• **Complete the following**:
(A) Set out the listing as a Markdown table with the columns Row and Line, covering only the part that starts at the line containing "man's face -> mask for every instance" and runs through the end of the listing, and skip any blank lines.
(B) Continue the passage about Italy's provincial police from the point where it stops.

• **Supplied passage**:
In Italy, the polizia provinciale (Italian for 'provincial police') are the provincial-level police forces.

Functions
Each Italian province can, by statute, have its own police force. Polizia provinciale are small police organisations whose main duties are to enforce regional and national hunting and fishing laws, but they have also expanded into environmental protection.

They provide traffic police service and participate in the security services arranged by the authorities.

The forces' vehicles are usually white, with a green or blue stripe along the side. Polizia provinciale must be distinguished from questura, the office of the head of the state's police (polizia di stato) in a province, called questore (quaestor).

The polizia provinciale operate in various areas:
the fight against environmental crimes, 
the phenomenon of poaching, and against the various crimes relating to eco-mafias and zoo-mafias,
criminal exploitation of the environment and animals,
regulation of road traffic on the provincial territory or in the relevant metropolitan city.

In many provincial districts, the polizia provinciale perform road police service using dedicated equipment (alcohol tests, drug tests, mobile weighing scales, telelaser, speed cameras etc.), contributing to road traffic safety, both with prevention and repression of offences to the highway code. Furthermore, the surveillance of the roads and, through the survey, of accidents. The responsibilities of the traffic police service are extended to all types of roads.

More simply, they carry out the following police functions (in addition to the local police and the national police forces):

Judicial Police
Pursuant to art. 5 of the law of 7 March 1986, n. 65 and art. 57 co. 2 ° b) and 3 ° cpp, the polizia provinciale exercise functions and tasks of judicial police, aimed at the repression of all criminal offences within the province.

Administrative Police
The administrative police functions are carried out for all those activities to which authorization is issued.

(Shape boundary listing)
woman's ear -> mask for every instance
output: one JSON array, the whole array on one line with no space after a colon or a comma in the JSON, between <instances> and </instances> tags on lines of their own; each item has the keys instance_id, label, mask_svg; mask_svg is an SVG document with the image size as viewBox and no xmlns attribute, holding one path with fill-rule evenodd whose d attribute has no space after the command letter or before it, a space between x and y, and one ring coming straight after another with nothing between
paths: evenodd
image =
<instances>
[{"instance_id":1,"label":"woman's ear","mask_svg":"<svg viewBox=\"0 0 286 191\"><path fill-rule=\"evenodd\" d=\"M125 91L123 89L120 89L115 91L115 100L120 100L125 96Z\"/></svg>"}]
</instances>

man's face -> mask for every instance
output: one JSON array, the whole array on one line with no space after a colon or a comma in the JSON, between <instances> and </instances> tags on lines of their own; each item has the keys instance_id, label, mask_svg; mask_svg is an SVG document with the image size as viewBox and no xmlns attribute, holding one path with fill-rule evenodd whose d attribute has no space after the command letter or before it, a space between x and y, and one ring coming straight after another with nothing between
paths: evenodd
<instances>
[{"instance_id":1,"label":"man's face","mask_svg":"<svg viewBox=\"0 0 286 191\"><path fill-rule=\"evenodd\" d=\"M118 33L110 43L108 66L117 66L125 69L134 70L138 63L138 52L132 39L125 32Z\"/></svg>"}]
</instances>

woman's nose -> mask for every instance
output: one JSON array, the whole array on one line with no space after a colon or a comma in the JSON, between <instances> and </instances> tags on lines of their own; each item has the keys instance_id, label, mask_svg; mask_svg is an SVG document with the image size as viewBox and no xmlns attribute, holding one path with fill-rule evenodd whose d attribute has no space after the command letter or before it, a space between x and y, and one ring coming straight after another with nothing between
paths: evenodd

• **Answers by task**:
(A)
| Row | Line |
|---|---|
| 1 | man's face -> mask for every instance |
| 2 | output: one JSON array, the whole array on one line with no space after a colon or a comma in the JSON, between <instances> and </instances> tags on lines of their own; each item has the keys instance_id, label, mask_svg; mask_svg is an SVG document with the image size as viewBox and no xmlns attribute, holding one path with fill-rule evenodd whose d attribute has no space after the command letter or before it, a space between x and y, and one ring coming straight after another with nothing between |
| 3 | paths: evenodd |
| 4 | <instances> |
| 5 | [{"instance_id":1,"label":"man's face","mask_svg":"<svg viewBox=\"0 0 286 191\"><path fill-rule=\"evenodd\" d=\"M118 33L110 43L108 66L117 66L125 69L134 70L138 63L138 52L132 39L125 32Z\"/></svg>"}] |
| 6 | </instances> |
| 7 | woman's nose -> mask for every instance |
| 8 | output: one JSON array, the whole array on one line with no space after a colon or a comma in the JSON, between <instances> and </instances> tags on lines of their own; each item has the keys instance_id, label, mask_svg; mask_svg is an SVG document with the image size as viewBox and no xmlns attribute, holding one path with fill-rule evenodd whose d attribute has no space after the command letter or before it, a space between x and y, and one ring coming straight after another with nothing between |
| 9 | paths: evenodd |

(B)
For example, in the field of: 
derivations of public waters, 
transport, 
driving schools, 
car practice agencies, 
nautical schools, 
industrial waste water discharges, 
municipal and company purifiers, 
accesses on provincial roads, 
supervision of tourist-hotel and tourism
structures and quarrying activities, 
concessions under the competence of the province and the region (if delegated) etc.

Public Safety
The polizia provinciale can exercise 'auxiliary public security functions'. The services are carried out in aid of the various police forces (e.g. Carabinieri, Polizia di Stato, Guardia di Finanza) and consist of patrols, control points and assistance to the people of the province.

Traffic Police

Pursuant to art. 11 and 12 of the highway code, the polizia provinciale carry out traffic police services through: 
a) the prevention and verification of violations relating to road traffic; 
b) the detection of road accidents; 
c) the preparation and execution of services aimed at regulating traffic; 
d) the escort for traffic safety; 
e) the protection and control of the use of the road.

The polizia provinciale, as a traffic police body, also contribute to car and road rescue operations in general.

Environmental Police
The polizia provinciale carry out police activities for the protection of the environment in general (in compliance with the various environmental regulations and above all with the provisions of the legislative decree 3 April 2006, n. 152 and subsequent amendments and additions), with particular regard to the prevention, assessment and repression of soil, water and air pollution.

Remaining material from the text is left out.